[Start of DATA FOR THIS TASK]

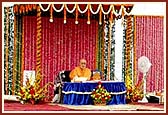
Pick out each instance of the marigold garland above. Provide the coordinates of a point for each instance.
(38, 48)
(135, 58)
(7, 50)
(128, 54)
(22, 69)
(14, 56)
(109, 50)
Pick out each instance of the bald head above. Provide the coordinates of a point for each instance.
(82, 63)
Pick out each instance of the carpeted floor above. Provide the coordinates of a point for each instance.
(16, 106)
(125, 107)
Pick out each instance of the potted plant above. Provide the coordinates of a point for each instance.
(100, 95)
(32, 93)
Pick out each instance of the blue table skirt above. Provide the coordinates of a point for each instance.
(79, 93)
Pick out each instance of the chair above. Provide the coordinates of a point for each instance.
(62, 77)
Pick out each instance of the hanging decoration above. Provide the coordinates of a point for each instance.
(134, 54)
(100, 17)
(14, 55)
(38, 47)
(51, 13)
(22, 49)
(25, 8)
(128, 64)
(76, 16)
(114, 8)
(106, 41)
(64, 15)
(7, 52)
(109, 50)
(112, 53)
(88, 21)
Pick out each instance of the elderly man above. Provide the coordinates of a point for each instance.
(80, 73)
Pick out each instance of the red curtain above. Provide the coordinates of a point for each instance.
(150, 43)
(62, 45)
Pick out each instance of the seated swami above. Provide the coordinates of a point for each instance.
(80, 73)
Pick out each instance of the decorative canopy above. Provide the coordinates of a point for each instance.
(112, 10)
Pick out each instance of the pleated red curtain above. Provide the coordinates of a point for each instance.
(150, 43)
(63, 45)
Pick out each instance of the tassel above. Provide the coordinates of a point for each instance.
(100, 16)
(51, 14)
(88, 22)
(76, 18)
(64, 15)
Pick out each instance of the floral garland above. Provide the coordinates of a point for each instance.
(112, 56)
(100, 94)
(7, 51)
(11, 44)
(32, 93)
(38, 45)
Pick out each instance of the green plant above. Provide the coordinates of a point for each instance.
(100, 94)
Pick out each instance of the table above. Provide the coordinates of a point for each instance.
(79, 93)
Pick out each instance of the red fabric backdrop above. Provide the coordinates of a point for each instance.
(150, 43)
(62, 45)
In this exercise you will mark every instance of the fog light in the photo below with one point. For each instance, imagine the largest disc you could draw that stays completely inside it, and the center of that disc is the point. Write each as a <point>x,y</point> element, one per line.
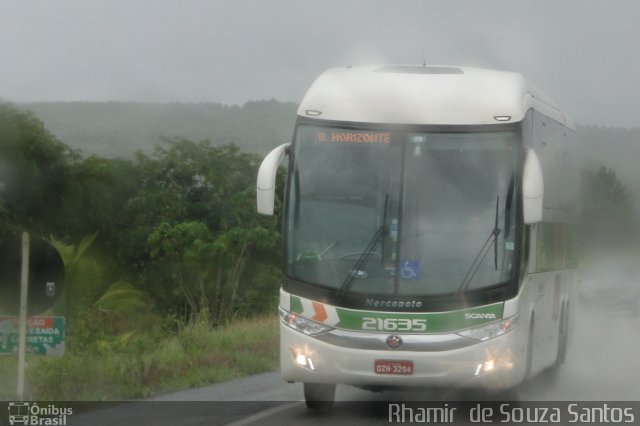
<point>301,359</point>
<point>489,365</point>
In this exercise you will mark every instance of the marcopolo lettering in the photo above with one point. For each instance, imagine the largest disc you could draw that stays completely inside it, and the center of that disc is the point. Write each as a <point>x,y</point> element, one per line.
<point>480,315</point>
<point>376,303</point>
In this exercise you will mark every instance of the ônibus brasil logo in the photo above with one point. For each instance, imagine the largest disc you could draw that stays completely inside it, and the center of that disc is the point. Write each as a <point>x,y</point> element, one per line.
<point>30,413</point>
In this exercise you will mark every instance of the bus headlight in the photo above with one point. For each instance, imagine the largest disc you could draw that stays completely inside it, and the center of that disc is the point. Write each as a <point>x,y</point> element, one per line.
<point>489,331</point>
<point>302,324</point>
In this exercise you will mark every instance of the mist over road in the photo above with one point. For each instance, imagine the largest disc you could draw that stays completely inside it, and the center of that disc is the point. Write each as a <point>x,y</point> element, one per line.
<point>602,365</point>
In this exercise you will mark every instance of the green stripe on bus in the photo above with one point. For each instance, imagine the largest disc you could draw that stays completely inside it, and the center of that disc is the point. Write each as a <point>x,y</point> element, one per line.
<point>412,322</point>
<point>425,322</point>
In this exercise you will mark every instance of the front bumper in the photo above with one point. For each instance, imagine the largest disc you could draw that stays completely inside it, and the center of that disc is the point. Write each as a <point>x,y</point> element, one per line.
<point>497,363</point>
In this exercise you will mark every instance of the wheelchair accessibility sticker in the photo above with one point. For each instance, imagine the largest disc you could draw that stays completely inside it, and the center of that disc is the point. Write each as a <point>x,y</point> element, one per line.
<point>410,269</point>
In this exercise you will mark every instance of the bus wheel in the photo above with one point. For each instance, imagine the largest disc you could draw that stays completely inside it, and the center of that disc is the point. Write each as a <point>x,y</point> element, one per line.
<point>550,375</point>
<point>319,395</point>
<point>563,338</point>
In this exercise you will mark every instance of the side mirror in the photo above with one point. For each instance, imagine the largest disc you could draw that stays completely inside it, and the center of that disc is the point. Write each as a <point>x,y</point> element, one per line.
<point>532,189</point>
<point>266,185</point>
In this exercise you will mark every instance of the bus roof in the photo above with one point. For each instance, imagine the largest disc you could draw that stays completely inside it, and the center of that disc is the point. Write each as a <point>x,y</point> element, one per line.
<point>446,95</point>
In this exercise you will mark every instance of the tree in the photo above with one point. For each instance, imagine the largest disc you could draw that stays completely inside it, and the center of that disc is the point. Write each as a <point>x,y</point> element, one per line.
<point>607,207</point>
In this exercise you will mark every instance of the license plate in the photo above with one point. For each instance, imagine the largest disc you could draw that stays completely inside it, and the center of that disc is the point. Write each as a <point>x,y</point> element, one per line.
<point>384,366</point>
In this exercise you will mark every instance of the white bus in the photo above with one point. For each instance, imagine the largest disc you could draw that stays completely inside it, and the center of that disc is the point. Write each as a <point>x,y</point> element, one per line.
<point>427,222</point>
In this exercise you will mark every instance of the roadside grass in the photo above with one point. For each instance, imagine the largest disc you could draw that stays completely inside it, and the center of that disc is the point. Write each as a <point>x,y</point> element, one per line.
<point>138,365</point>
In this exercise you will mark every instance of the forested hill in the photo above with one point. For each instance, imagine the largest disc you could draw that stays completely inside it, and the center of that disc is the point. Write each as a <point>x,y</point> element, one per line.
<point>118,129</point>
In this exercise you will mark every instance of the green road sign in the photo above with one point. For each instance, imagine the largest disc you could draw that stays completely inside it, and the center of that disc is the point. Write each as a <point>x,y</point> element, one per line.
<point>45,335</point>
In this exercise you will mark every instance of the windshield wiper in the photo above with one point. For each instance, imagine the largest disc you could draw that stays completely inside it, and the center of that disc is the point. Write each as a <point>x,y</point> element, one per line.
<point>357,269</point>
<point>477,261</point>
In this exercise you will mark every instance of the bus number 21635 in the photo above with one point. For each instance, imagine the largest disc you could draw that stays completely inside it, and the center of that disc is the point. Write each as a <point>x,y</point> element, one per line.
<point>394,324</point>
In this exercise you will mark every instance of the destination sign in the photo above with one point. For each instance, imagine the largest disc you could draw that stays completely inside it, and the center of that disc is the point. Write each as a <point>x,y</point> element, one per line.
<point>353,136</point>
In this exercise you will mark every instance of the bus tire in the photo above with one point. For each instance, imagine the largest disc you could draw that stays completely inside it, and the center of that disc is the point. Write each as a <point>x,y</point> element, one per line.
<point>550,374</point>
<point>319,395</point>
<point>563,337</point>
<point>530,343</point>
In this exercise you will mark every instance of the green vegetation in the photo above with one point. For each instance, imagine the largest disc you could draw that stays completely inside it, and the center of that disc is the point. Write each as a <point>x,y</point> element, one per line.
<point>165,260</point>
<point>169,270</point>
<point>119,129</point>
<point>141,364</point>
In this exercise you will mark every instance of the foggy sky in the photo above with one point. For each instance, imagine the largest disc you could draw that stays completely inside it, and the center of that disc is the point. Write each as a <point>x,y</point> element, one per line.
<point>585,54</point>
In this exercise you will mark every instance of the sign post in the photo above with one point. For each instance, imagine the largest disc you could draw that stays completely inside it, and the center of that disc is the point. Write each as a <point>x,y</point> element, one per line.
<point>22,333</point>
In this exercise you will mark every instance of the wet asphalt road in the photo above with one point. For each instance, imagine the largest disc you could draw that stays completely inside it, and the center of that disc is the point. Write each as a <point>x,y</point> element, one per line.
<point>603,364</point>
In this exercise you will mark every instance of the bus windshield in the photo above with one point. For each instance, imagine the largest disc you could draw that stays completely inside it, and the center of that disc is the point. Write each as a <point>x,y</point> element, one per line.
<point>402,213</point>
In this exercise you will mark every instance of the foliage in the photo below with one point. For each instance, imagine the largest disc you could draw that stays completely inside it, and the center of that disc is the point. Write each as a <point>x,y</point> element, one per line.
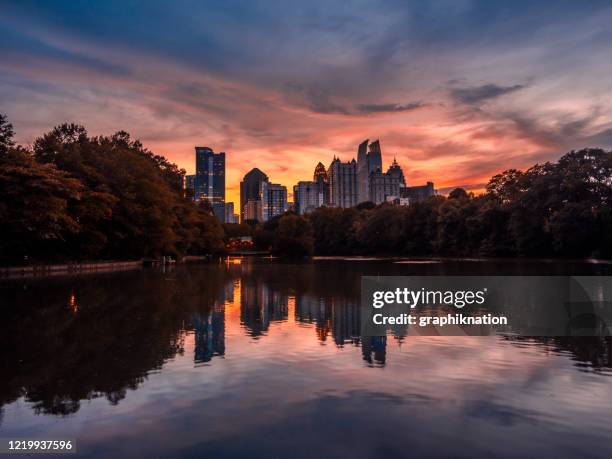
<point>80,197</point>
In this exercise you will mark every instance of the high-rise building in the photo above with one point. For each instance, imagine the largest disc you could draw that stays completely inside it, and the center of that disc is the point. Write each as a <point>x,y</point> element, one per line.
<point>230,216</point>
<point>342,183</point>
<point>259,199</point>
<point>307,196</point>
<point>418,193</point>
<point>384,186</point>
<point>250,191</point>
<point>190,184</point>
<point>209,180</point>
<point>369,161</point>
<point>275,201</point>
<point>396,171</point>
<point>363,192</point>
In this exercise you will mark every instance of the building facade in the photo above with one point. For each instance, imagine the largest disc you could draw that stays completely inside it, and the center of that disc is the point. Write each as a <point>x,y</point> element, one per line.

[End of DATA FOR THIS TASK]
[Start of DATA FOR THIS TASK]

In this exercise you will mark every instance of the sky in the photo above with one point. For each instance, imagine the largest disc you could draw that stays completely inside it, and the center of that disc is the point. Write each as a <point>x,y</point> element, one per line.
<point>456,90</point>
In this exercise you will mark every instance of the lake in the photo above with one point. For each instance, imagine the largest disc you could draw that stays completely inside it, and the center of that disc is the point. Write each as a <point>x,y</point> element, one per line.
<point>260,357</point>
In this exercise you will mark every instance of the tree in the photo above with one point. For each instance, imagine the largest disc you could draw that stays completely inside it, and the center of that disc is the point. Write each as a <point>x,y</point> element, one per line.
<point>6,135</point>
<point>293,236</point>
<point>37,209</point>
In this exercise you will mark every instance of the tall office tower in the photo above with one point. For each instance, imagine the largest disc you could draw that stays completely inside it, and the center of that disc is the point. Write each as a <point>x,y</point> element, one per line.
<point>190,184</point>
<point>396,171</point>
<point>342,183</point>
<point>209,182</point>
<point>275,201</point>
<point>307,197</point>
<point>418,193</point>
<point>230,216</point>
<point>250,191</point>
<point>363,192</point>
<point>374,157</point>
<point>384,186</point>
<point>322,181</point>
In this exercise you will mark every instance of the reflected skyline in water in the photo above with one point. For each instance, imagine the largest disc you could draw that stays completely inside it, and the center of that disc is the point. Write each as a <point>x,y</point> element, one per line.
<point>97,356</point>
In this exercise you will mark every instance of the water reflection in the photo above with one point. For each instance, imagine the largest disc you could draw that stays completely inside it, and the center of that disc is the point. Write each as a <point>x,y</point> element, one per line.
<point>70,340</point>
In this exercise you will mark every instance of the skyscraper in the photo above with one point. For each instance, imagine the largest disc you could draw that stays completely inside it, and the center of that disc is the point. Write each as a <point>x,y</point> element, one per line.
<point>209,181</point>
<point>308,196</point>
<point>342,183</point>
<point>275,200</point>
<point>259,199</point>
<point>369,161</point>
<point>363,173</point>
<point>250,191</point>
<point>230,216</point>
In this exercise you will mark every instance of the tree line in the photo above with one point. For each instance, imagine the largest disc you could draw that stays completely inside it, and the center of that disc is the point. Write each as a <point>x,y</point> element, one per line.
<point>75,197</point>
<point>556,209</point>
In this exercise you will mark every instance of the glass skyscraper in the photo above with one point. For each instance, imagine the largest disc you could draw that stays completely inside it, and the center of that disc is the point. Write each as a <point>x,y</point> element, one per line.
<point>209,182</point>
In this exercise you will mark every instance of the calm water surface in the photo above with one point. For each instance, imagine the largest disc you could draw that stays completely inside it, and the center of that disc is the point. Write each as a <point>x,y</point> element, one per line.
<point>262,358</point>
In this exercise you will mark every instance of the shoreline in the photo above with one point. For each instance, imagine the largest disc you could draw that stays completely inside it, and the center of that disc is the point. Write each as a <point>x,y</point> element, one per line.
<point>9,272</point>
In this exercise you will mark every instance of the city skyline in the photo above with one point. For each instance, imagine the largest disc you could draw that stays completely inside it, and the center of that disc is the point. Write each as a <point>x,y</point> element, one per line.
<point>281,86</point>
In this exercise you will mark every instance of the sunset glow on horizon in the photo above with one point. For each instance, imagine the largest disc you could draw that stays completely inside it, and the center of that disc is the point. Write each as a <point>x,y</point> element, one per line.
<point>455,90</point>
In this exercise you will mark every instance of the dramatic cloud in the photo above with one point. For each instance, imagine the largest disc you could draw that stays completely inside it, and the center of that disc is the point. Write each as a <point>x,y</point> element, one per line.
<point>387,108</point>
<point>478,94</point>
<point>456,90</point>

[End of DATA FOR THIS TASK]
[Start of DATA FOR THIS TASK]

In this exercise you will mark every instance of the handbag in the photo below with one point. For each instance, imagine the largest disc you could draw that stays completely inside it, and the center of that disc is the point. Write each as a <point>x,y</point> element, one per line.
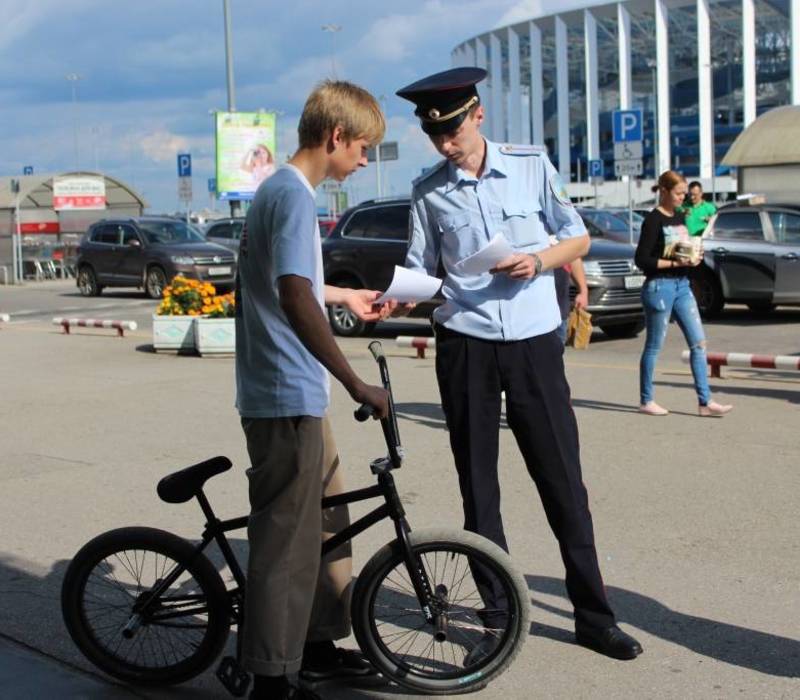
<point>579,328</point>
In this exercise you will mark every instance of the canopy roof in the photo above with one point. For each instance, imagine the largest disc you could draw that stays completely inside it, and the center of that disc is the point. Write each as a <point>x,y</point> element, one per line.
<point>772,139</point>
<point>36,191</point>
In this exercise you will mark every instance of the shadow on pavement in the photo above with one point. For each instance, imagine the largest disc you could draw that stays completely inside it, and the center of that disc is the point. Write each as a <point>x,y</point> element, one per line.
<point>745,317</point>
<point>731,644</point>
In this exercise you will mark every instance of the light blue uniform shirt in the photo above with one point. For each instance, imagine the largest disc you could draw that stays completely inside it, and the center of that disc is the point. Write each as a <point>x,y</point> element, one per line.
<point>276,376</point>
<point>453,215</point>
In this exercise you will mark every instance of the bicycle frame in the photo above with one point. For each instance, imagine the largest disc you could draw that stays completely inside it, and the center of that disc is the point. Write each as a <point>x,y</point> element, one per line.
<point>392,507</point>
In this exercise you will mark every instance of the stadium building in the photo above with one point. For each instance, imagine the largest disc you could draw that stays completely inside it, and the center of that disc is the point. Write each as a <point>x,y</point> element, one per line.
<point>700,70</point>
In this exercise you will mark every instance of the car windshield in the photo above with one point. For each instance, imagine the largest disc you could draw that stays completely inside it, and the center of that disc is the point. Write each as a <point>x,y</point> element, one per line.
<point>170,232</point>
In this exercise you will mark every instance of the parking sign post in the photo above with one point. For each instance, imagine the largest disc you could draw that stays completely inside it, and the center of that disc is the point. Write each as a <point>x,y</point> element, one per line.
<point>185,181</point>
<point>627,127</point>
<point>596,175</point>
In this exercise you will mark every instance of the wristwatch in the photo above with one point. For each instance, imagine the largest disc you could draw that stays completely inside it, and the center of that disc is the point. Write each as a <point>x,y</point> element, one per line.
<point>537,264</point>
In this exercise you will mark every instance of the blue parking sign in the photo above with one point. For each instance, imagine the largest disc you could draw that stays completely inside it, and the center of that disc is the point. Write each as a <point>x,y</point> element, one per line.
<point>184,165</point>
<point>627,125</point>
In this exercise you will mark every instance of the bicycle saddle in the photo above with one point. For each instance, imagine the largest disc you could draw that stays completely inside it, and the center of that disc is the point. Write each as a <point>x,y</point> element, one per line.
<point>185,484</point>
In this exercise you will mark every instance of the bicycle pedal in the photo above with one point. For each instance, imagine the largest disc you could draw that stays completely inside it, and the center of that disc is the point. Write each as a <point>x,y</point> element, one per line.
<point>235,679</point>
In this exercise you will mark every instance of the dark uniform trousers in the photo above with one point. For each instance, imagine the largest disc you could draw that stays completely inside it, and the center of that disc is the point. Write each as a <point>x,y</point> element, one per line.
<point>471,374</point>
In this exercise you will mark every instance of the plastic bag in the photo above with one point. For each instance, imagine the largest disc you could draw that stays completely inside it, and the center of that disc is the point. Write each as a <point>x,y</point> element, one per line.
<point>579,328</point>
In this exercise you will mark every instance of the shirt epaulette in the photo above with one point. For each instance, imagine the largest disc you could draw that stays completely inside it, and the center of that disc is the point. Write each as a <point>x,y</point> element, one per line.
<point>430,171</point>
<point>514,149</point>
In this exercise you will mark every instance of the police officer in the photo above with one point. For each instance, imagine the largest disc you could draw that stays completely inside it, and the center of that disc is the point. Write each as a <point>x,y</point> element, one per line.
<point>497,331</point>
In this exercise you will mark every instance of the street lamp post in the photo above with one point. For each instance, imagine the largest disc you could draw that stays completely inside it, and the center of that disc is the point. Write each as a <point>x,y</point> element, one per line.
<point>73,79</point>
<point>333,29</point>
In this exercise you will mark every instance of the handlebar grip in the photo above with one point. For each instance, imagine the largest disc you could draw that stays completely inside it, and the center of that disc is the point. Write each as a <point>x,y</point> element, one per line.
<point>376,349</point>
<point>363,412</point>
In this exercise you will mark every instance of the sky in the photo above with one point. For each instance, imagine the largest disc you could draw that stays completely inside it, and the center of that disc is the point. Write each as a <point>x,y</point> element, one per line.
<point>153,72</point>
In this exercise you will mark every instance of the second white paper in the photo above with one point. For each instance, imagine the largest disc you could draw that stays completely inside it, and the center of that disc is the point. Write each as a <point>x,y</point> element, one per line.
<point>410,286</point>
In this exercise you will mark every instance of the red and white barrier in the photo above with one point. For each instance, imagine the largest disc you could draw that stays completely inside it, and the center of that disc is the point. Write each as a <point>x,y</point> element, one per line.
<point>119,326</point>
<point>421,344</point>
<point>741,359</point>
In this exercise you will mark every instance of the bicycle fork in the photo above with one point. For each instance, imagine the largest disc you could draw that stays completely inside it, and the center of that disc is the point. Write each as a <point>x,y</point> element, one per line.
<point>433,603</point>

[End of DATA FOR THIS TASK]

* **TASK REQUIREMENTS**
How many lines of the data above contain the string "plant", with case matching exactly? Reply with the number alone.

* **ANSWER BELOW**
2